## PROBLEM TO WORK ON
In the copy, keep every line below as it is and leave out the pictures.

-- -- --

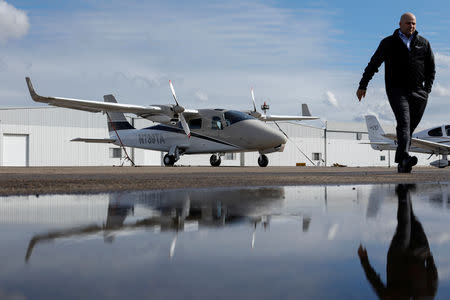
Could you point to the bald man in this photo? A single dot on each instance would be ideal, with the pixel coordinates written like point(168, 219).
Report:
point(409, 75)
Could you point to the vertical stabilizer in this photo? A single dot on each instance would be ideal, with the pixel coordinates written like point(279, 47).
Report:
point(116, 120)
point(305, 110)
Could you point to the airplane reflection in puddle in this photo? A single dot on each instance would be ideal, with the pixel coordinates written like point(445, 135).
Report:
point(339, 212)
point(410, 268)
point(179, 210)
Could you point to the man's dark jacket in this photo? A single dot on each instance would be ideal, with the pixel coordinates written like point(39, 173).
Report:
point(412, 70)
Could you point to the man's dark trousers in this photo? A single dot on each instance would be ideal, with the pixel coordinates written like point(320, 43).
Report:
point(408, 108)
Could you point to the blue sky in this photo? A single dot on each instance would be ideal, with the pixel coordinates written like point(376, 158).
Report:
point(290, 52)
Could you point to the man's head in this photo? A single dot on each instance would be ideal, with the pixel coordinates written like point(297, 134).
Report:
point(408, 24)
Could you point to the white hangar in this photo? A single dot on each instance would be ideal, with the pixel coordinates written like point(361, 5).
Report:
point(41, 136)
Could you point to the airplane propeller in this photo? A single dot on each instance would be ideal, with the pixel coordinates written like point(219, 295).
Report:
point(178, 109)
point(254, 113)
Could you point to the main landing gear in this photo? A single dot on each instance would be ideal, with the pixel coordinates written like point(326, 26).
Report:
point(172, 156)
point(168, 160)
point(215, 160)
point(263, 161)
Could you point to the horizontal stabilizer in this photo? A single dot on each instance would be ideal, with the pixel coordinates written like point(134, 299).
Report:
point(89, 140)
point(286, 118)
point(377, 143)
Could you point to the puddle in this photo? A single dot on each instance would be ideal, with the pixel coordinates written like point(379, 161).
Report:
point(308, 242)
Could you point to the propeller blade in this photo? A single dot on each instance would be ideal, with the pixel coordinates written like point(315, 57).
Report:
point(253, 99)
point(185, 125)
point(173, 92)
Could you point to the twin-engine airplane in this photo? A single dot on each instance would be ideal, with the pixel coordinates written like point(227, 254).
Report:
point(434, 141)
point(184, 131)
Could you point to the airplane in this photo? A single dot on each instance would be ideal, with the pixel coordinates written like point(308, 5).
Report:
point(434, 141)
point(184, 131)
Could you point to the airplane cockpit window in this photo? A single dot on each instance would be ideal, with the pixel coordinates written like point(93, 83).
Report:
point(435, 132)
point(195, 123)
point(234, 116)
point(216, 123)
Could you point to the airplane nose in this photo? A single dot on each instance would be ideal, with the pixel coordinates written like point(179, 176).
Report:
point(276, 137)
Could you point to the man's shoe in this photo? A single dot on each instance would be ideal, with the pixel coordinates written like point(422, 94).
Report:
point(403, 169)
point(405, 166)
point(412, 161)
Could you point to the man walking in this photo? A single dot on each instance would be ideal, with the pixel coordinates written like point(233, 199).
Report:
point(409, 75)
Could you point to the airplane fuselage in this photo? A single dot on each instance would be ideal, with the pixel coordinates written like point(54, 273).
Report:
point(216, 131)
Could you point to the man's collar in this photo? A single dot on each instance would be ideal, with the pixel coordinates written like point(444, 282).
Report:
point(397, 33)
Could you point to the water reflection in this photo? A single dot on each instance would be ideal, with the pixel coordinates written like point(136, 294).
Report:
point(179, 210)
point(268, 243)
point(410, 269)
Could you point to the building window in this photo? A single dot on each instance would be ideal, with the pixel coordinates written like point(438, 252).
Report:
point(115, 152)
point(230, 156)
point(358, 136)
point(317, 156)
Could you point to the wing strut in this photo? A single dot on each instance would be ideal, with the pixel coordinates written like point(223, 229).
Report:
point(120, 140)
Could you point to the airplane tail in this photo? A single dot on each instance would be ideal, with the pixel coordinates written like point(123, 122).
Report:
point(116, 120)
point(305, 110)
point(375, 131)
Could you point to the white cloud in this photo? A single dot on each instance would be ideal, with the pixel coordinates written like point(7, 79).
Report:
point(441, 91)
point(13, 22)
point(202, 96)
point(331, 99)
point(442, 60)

-- -- --

## FINAL ANSWER
Could you point to the bald man in this photo? A single dot on each instance would be ideal, with the pixel coordinates written like point(168, 219).
Report:
point(409, 75)
Could you point to the vertical stabilizer in this photo? A single dot on each instance would be ideal, with the pixel coordinates written like point(279, 47).
Report:
point(116, 120)
point(305, 110)
Could you point to the airplane reflection in puddle in this photo? A single dot on each instance would be ideal, with the pixel coordinates written like point(445, 135).
Report:
point(339, 212)
point(410, 268)
point(179, 210)
Could you point to the man's dark jacket in this photo? A single dot on each instance would be ideal, with the pixel coordinates written like point(39, 173).
Report:
point(412, 70)
Could you point to the man's dark trousers in this photo? A single dot on each instance would be ideal, with the pixel coordinates written like point(320, 43).
Report:
point(408, 108)
Could you point to the blue sky in this photo? A single dot on each instance would be ideal, with the pixel coordinates written like point(376, 158).
Report:
point(290, 52)
Could you point to the man's head in this photo? A single dot on each instance would be ideal, with the pixel coordinates written like point(297, 134).
Report:
point(408, 24)
Could you point to the white hangar in this photo? A single dot on each instance would be ideal, with the pixel coordinates written like point(361, 5).
Report:
point(41, 136)
Could you point to the airplane propeller in this photo? A single dot on each instance would be ideal, with the pixel coordinates written like point(219, 295).
Report:
point(178, 109)
point(254, 113)
Could you point to the main landing gear in this photo? A single dot on each instance would be ideal, with the pixel coordinates written like point(326, 26).
Report:
point(172, 156)
point(168, 160)
point(215, 160)
point(263, 161)
Could you point to the horizontal stabilizer in this photo? A single dot on each instance would be ideal, with the pixel coordinates written like point(134, 299).
Report:
point(89, 140)
point(286, 118)
point(377, 143)
Could you point to the puddle in this photo? A single dot on each instance would be ideal, with the pixel coordinates written like point(379, 161).
Report:
point(308, 242)
Could you point to the propeller blade in this photo? A single dot on each instance would be ideal, with the pixel coordinates written like point(315, 57).
Report:
point(253, 99)
point(185, 125)
point(173, 92)
Could you point to the twin-engine airplane in this photo? A single dot on each instance would be ideal, with the pixel coordinates written like point(227, 254).
Report:
point(434, 141)
point(184, 131)
Could you point to the airplane in this photo? A single dot on each instance would be ideal, with the pixel coordinates written like point(308, 5).
Report:
point(434, 141)
point(184, 131)
Could you point to the airplane cockpit window in this photo? A single dot on each instance would be ideal, with the pixel coordinates written like point(93, 83).
Report:
point(435, 132)
point(195, 123)
point(234, 116)
point(216, 123)
Could you point to the airplane nose in this photo? A single dot on each instance would be ideal, with the pixel coordinates written like point(179, 176).
Report:
point(276, 137)
Could you point to the man's shoe in this photo? A single dot on each instance would be ideal, with the pixel coordinates written like point(422, 94).
Report:
point(403, 169)
point(405, 166)
point(412, 161)
Could you point to the man walking in this photo? A single dot on each instance would be ideal, with the pixel coordinates written like point(233, 199).
Report:
point(409, 75)
Could you point to the airplane fuselage in this photo? A single dot on each instance would be ideal, with the pixel coordinates written like point(54, 273).
Report:
point(216, 131)
Could you point to the man's collar in this photo? A single dot on each instance would be ideal, with the pixel coordinates written like point(444, 282).
Report:
point(397, 33)
Could you point to the water reflection in this photo? A single dot on each instance would be ideal, with the pixel coordinates written like point(136, 294).
Report:
point(179, 210)
point(268, 243)
point(410, 269)
Could you point to the building window in this photo? A single dot on each instance would be ideal, with the pixel coordinates written like point(438, 252).
Report:
point(115, 152)
point(230, 156)
point(358, 136)
point(317, 156)
Could you point to the wing strut in this photo? A single dot on each instance would be ideal, with the pixel coordinates written like point(223, 229).
Report:
point(120, 140)
Could you point to the airplane tail in this photo? A single dot on each instance would be ideal, with the pixel coordinates written like point(123, 122).
Report:
point(116, 120)
point(305, 110)
point(375, 131)
Could you point to the white cloud in this photo? A single dot on each instance would be ideal, with the pixel coordinates written like point(7, 79).
Report:
point(441, 91)
point(13, 22)
point(202, 96)
point(331, 99)
point(442, 60)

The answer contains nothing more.